Assignment: Give back every record below in full and exactly, but without a single image.

Recorded information:
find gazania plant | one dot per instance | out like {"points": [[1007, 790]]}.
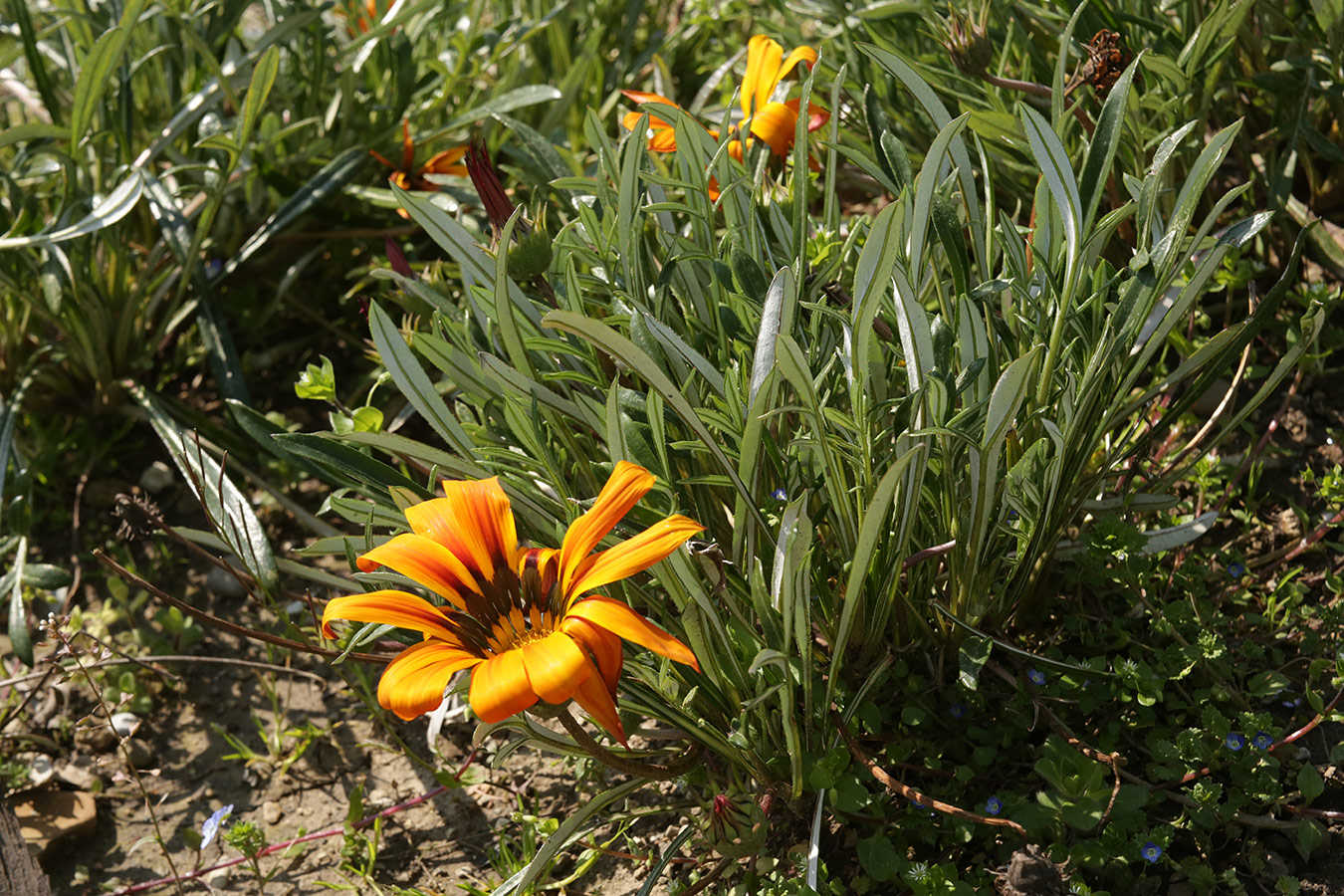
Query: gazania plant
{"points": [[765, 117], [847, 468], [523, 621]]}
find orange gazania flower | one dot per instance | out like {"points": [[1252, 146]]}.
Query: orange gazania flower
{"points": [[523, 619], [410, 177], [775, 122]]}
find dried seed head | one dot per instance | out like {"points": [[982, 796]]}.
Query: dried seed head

Output for this exercise:
find gazania plant | one dot per instance | out like {"points": [[1007, 790]]}.
Query: gazania plant
{"points": [[765, 117], [847, 468], [523, 621]]}
find orange gazania flower | one dot per instance | out like {"points": [[1252, 146]]}.
Query: orange gazania flower
{"points": [[523, 619], [410, 177], [775, 122]]}
find dried seed head | one dot per instance | out like {"points": [[982, 796]]}.
Query: dried seed head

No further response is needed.